**RECORDS SUPPLIED**
══════

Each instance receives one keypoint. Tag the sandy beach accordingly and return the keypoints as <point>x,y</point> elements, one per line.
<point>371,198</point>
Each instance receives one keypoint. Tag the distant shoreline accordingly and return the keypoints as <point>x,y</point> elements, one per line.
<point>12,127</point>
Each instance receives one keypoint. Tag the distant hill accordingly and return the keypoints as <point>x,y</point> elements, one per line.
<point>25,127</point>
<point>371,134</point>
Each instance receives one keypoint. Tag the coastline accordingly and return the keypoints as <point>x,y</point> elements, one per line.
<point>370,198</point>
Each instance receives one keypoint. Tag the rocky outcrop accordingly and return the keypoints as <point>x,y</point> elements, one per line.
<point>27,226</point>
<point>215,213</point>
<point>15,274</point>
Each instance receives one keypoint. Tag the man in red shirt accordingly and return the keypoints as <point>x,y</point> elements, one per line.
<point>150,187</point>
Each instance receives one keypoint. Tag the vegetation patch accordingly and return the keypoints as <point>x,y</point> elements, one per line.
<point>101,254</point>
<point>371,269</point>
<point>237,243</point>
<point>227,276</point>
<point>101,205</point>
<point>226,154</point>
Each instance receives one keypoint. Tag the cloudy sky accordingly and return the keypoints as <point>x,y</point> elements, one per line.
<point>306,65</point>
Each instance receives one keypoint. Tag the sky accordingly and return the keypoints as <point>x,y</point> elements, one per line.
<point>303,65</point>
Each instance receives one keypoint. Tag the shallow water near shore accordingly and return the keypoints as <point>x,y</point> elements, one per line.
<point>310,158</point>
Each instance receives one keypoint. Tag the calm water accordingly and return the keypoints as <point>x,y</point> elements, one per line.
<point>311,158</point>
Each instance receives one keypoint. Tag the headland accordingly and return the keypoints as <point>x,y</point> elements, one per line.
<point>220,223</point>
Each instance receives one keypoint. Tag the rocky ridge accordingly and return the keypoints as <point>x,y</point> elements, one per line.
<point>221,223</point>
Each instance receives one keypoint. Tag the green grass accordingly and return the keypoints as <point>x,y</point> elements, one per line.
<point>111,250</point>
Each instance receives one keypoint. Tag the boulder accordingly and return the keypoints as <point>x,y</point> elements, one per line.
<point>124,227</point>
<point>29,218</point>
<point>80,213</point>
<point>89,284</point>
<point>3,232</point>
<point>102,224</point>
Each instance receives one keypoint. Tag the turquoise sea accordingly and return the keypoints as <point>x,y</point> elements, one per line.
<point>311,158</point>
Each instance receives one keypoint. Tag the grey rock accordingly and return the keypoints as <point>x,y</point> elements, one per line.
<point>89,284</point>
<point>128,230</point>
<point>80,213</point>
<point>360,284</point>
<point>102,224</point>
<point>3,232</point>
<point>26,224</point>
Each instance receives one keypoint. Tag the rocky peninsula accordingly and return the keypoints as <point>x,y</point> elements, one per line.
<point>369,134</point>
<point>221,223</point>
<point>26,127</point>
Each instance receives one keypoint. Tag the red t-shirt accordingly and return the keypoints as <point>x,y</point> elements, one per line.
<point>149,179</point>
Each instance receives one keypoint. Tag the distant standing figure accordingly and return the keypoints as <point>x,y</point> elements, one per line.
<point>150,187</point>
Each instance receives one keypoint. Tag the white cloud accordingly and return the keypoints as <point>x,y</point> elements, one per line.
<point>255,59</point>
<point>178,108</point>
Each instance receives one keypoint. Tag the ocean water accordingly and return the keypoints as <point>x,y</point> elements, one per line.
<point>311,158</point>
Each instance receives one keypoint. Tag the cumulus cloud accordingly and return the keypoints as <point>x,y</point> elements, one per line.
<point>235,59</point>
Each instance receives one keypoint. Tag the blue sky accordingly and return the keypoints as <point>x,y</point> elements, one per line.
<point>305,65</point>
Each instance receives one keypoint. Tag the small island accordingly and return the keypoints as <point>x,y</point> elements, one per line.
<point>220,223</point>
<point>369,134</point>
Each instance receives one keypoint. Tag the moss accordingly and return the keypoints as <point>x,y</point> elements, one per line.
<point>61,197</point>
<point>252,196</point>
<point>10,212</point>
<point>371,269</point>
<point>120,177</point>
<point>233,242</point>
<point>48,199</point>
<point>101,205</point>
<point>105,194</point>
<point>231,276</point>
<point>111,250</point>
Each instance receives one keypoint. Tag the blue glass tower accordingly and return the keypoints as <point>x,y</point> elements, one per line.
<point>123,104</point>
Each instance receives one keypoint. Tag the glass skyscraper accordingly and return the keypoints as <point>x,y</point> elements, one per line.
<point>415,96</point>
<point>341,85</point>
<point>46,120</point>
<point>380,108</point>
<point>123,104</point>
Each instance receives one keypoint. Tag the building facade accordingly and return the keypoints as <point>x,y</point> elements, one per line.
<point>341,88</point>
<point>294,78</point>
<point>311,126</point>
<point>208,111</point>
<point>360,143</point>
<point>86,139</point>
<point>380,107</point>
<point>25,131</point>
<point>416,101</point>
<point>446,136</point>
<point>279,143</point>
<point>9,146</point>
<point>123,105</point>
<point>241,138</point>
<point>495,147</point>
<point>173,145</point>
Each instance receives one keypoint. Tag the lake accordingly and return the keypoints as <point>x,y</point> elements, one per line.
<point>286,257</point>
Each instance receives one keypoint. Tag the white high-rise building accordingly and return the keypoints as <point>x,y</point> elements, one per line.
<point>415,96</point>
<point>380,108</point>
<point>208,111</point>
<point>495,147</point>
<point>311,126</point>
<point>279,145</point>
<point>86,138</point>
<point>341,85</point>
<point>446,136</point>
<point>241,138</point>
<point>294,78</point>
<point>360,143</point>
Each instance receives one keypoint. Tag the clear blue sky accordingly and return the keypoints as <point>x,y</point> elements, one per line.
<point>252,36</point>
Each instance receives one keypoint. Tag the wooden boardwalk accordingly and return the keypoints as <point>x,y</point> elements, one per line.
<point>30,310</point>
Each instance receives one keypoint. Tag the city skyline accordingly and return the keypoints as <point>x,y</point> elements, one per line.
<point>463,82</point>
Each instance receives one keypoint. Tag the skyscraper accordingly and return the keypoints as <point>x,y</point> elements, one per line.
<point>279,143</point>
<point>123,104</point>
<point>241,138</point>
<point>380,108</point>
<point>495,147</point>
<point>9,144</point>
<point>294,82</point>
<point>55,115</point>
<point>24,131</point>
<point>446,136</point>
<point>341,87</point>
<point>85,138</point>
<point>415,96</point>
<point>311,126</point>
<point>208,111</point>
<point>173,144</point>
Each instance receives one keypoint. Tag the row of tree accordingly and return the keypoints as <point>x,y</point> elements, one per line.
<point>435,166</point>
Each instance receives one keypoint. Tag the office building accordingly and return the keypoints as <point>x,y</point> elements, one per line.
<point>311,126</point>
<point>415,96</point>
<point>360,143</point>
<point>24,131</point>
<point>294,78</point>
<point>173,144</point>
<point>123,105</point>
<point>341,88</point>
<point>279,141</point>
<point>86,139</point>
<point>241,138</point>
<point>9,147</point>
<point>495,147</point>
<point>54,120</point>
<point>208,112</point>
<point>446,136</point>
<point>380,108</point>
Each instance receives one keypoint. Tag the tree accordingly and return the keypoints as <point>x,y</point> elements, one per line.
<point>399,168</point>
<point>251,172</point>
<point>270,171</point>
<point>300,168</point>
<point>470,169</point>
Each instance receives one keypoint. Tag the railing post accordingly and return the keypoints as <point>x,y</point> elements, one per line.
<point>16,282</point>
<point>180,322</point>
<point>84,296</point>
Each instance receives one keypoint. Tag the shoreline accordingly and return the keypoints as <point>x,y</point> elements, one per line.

══════

**WHAT YOU SHOULD DO**
Nothing should be left out: repeat all of the data exactly.

**WORKED ANSWER**
Each instance receives one keypoint. Tag the sandy beach accordingly and return the keypoints as <point>x,y</point> elements, one per line.
<point>371,198</point>
Each instance receives one keypoint. Tag the distant shoreline accordingly and return the keypoints as <point>x,y</point> elements, one per line.
<point>12,127</point>
Each instance receives one keypoint. Tag the distant hill accordingly and return the keypoints as <point>x,y</point> elements, one per line.
<point>25,127</point>
<point>371,134</point>
Each instance receives one keypoint. Tag the coastline accordingly and return the keypoints as <point>x,y</point> elements, one per line.
<point>370,198</point>
Each instance receives one keypoint. Tag the rocky outcrop accordingly and return the keypoints as <point>x,y</point> elements, one per line.
<point>27,226</point>
<point>215,213</point>
<point>15,274</point>
Each instance receives one keypoint. Tag the man in red shirt accordingly and return the keypoints as <point>x,y</point> elements, one per line.
<point>150,187</point>
Each instance receives one keypoint. Tag the vegetation patch accordingly and return the keypoints as <point>x,y</point> elements, one per line.
<point>101,254</point>
<point>371,269</point>
<point>237,243</point>
<point>227,276</point>
<point>101,205</point>
<point>226,154</point>
Each instance receives one keypoint. Tag the cloudy sky accordingly and return the keypoints as <point>x,y</point> elements, one per line.
<point>306,65</point>
Each instance receives one keypoint. Tag the sky accordingly and return the keypoints as <point>x,y</point> elements, one per line.
<point>303,65</point>
Each instance receives one keypoint. Tag the shallow water near shore accordingly and return the keypoints as <point>x,y</point> elements, one per line.
<point>310,158</point>
Each instance receives one keypoint. Tag the calm water accordingly and return the keypoints as <point>x,y</point> elements, one per line.
<point>311,158</point>
Each instance receives one keypoint. Tag the headland accordingly and return the keypoints as <point>x,y</point> elements, one per line.
<point>220,223</point>
Each instance receives one keypoint. Tag the rocky ridge accordingly and return the keypoints as <point>x,y</point> elements, one per line.
<point>221,223</point>
Each instance receives one keypoint. Tag the green grass accordingly and return the keypoints as <point>x,y</point> elements, one per line.
<point>111,250</point>
Each instance receives one keypoint. Tag the boulder accordingly and return the keypoints as <point>x,y</point> elements, one per line.
<point>124,227</point>
<point>29,218</point>
<point>80,213</point>
<point>89,284</point>
<point>3,232</point>
<point>102,224</point>
Each instance receives one keypoint. Tag the turquoise sea accordingly and return the keypoints as <point>x,y</point> elements, one per line.
<point>311,158</point>
Each instance receives one keypoint. Tag the grey rock accordingly and return the keypoints as <point>x,y</point> elements, one per line.
<point>89,284</point>
<point>128,230</point>
<point>80,213</point>
<point>360,284</point>
<point>102,224</point>
<point>3,232</point>
<point>26,224</point>
Each instance receives one keypoint. Tag the rocky peninsula accordingly and return the keypoints as <point>x,y</point> elements, one per line.
<point>369,134</point>
<point>221,223</point>
<point>26,127</point>
Each instance receives one keypoint. Tag the red t-shirt accordingly and return the keypoints as <point>x,y</point> elements, one per line.
<point>149,179</point>
Each instance receives one keypoint. Tag the distant standing figure accordingly and return the keypoints as <point>x,y</point> elements, one per line.
<point>150,187</point>
Each instance receives one keypoint. Tag the white cloud accordingly and return the keypoints as <point>x,y</point> elements, one per line.
<point>255,59</point>
<point>178,108</point>
Each instance receives one keypoint. Tag the ocean water accordingly and return the keypoints as <point>x,y</point> elements, one per line.
<point>311,158</point>
Each instance receives one keypoint. Tag the cumulus cloud accordingly and return the keypoints as <point>x,y</point> elements, one per line.
<point>235,59</point>
Each instance receives one keypoint. Tag the blue sky accordingly and return the keypoints as <point>x,y</point> elements, one per line.
<point>305,65</point>
Each instance receives one keypoint. Tag the small island accordingly and return the keypoints as <point>x,y</point> elements, one per line.
<point>220,223</point>
<point>369,134</point>
Each instance receives one keypoint. Tag the moss accordingly and return the keypoints as <point>x,y</point> elements, one per line.
<point>61,197</point>
<point>252,196</point>
<point>10,212</point>
<point>371,269</point>
<point>120,177</point>
<point>233,242</point>
<point>48,199</point>
<point>101,205</point>
<point>105,194</point>
<point>231,276</point>
<point>111,250</point>
Each instance receives one keypoint. Tag the blue glass tower accordingly and return the keypoints as <point>x,y</point> elements, one per line.
<point>123,104</point>
Each instance receives one keypoint. Tag the glass skyscraper accordingly and return the keypoints as <point>x,y</point> elements, one per line.
<point>415,96</point>
<point>341,85</point>
<point>46,120</point>
<point>380,108</point>
<point>123,104</point>
Each instance receives one keypoint. Tag the building facade accordingly and return the keypoints as <point>x,y</point> elements, one per line.
<point>341,88</point>
<point>294,78</point>
<point>311,126</point>
<point>208,111</point>
<point>360,143</point>
<point>86,139</point>
<point>380,107</point>
<point>25,131</point>
<point>416,101</point>
<point>446,136</point>
<point>279,143</point>
<point>9,146</point>
<point>123,105</point>
<point>241,138</point>
<point>495,147</point>
<point>173,145</point>
Each instance receives one keypoint. Tag the lake accordingly and return the keypoints as <point>x,y</point> elements, one per line.
<point>286,257</point>
Each instance receives one keypoint. Tag the white high-rise building accordingly and return the keypoints as <point>x,y</point> elements, one per line.
<point>415,96</point>
<point>380,108</point>
<point>208,111</point>
<point>495,147</point>
<point>311,126</point>
<point>279,145</point>
<point>86,138</point>
<point>341,85</point>
<point>446,136</point>
<point>241,138</point>
<point>294,78</point>
<point>360,143</point>
Each instance receives one keypoint. Tag the clear blue sky accordingly and return the keypoints as <point>x,y</point> elements, one per line.
<point>252,36</point>
Each instance receives one keypoint. Tag the wooden boardwalk accordingly and return the keypoints as <point>x,y</point> elements, one per line.
<point>30,310</point>
Each instance receives one keypoint. Tag the city skyline accordingly and return the keypoints as <point>x,y</point> elements, one per line.
<point>463,82</point>
Each instance receives one keypoint. Tag the skyscraper accordingly and return the keypoints as <point>x,y</point> elements, one per line.
<point>279,143</point>
<point>123,104</point>
<point>241,138</point>
<point>380,108</point>
<point>495,147</point>
<point>9,144</point>
<point>294,82</point>
<point>55,115</point>
<point>24,131</point>
<point>446,136</point>
<point>341,87</point>
<point>85,138</point>
<point>415,96</point>
<point>311,126</point>
<point>208,111</point>
<point>173,144</point>
Each instance receives one keypoint. Tag the row of tree accordingly and return the keypoints as <point>x,y</point> elements, one per line.
<point>435,166</point>
Each instance receives one keypoint. Tag the office building accordingly and return the keypoints as <point>x,y</point> elements, one per line.
<point>311,126</point>
<point>415,96</point>
<point>360,143</point>
<point>24,131</point>
<point>294,78</point>
<point>173,144</point>
<point>123,105</point>
<point>341,88</point>
<point>279,141</point>
<point>86,139</point>
<point>241,138</point>
<point>9,147</point>
<point>495,147</point>
<point>54,120</point>
<point>208,112</point>
<point>446,136</point>
<point>380,108</point>
Each instance receives one keypoint. Tag the tree accordingly and return the keypoints as <point>x,y</point> elements, one per line.
<point>399,168</point>
<point>251,172</point>
<point>270,171</point>
<point>300,168</point>
<point>470,169</point>
Each instance receives one keypoint. Tag the railing post accordingly and return the keypoints as <point>x,y</point> elements, one per line.
<point>16,282</point>
<point>180,322</point>
<point>84,296</point>
Each instance receives one keypoint. Tag the shoreline accordingly and return the keypoints as <point>x,y</point> elements, one per line.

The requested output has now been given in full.